Human Rights KS2 – stop 6: St Bene’t’s

At each stop on the walk there will be a story and an activity. Worksheets for children to use during the walk need to be downloaded and printed off at school and brought with you.

Stop 1 | Stop 2 | Stop 3 | Stop 4 | Stop 5 | Stop 6


Story Six: Thomas Hobson (1544–1630)

Thomas Hobson was buried at St Bene’t’s nearly 400 years ago, but nobody knows exactly where any more. Thomas was born in the time of Queen Elizabeth I. Whilst he was alive, the bells were put in the bell tower, and he might even have helped to pay for them

Thomas Hobson paid for quite a lot of things to help people worship and live in comfort. But he didn’t start out in life with a lot of money to spare. His father owned a cart and four horses, and Thomas inherited them. He built up a business transporting things and people, and after a while Thomas made enough money to buy an inn called ‘The George’, just outside St Catherine’s College. It had room in the stables for 40 horses!

▶ [What you are asked to do]
Write out the St Bene't's walk page above in full, word for word.

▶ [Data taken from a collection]
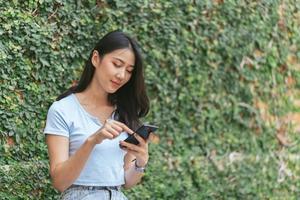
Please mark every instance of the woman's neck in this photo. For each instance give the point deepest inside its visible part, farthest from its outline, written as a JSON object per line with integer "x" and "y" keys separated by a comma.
{"x": 94, "y": 96}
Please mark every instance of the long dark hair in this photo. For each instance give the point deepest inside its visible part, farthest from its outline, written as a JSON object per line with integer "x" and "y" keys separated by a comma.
{"x": 131, "y": 99}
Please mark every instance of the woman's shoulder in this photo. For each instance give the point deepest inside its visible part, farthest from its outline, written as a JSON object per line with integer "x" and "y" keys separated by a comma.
{"x": 65, "y": 104}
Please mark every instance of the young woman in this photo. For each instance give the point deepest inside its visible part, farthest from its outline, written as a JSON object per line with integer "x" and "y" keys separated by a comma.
{"x": 87, "y": 124}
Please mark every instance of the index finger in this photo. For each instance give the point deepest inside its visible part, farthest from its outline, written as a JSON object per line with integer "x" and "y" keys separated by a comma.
{"x": 125, "y": 128}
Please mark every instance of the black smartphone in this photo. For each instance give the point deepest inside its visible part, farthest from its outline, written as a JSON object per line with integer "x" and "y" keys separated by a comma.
{"x": 144, "y": 131}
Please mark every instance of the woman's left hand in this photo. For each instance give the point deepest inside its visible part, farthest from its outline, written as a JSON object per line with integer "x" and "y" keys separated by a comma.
{"x": 140, "y": 151}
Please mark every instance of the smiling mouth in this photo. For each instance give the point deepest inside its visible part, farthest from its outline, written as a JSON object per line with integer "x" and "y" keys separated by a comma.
{"x": 115, "y": 83}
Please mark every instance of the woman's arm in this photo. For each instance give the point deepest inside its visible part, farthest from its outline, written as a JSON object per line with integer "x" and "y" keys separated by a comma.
{"x": 64, "y": 170}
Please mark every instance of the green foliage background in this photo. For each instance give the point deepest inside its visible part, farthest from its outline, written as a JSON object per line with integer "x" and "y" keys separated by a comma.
{"x": 223, "y": 78}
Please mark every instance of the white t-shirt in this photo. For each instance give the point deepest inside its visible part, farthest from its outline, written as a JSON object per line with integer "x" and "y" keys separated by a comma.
{"x": 104, "y": 166}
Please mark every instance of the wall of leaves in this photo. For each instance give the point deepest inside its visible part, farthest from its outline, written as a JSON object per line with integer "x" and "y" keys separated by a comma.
{"x": 223, "y": 78}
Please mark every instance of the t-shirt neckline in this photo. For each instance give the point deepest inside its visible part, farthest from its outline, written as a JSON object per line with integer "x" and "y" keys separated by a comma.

▶ [Response]
Human Rights KS2 – stop 6: St Bene’t’s

At each stop on the walk there will be a story and an activity. Worksheets for children to use during the walk need to be downloaded and printed off at school and brought with you.

Stop 1 | Stop 2 | Stop 3 | Stop 4 | Stop 5 | Stop 6


Story Six: Thomas Hobson (1544–1630)

Thomas Hobson was buried at St Bene’t’s nearly 400 years ago, but nobody knows exactly where any more. Thomas was born in the time of Queen Elizabeth I. Whilst he was alive, the bells were put in the bell tower, and he might even have helped to pay for them

Thomas Hobson paid for quite a lot of things to help people worship and live in comfort. But he didn’t start out in life with a lot of money to spare. His father owned a cart and four horses, and Thomas inherited them. He built up a business transporting things and people, and after a while Thomas made enough money to buy an inn called ‘The George’, just outside St Catherine’s College. It had room in the stables for 40 horses!